BEGIN
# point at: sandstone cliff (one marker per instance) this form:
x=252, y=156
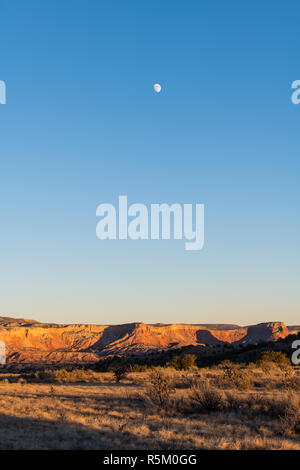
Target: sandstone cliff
x=28, y=341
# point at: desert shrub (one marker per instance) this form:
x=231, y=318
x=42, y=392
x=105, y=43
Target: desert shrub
x=160, y=390
x=235, y=376
x=205, y=397
x=184, y=362
x=119, y=372
x=289, y=379
x=224, y=364
x=63, y=375
x=139, y=368
x=274, y=357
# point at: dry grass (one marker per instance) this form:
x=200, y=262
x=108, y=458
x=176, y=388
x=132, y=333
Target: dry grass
x=203, y=412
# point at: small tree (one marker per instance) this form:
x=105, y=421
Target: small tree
x=160, y=390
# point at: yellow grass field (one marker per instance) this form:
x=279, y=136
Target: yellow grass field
x=102, y=414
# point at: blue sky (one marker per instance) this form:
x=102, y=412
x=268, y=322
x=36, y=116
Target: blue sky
x=82, y=126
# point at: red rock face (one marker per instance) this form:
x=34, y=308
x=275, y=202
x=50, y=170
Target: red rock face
END
The result should be a verbatim copy of the data, free of pictures.

# point at: sandstone cliff (one marker per instance) this form:
x=252, y=156
Target: sandstone cliff
x=28, y=341
# point at: desert shrub (one marker per instance) this form:
x=231, y=318
x=42, y=392
x=105, y=43
Target: desert shrub
x=160, y=390
x=235, y=376
x=205, y=397
x=184, y=362
x=119, y=372
x=289, y=379
x=224, y=364
x=63, y=375
x=139, y=368
x=274, y=357
# point at: dry grass (one marker per instance) this form:
x=200, y=262
x=108, y=458
x=176, y=388
x=132, y=333
Target: dry grass
x=203, y=412
# point at: small tree (one marker per instance) this form:
x=105, y=421
Target: small tree
x=160, y=390
# point at: yellow grass field (one marker per instance) this form:
x=279, y=136
Target: yellow grass field
x=102, y=414
# point at: blue sky (one marker per instance) this form:
x=102, y=412
x=268, y=322
x=36, y=116
Target: blue sky
x=82, y=126
# point at: red rock face (one marker per instance) this form:
x=34, y=308
x=275, y=202
x=50, y=170
Target: red rock face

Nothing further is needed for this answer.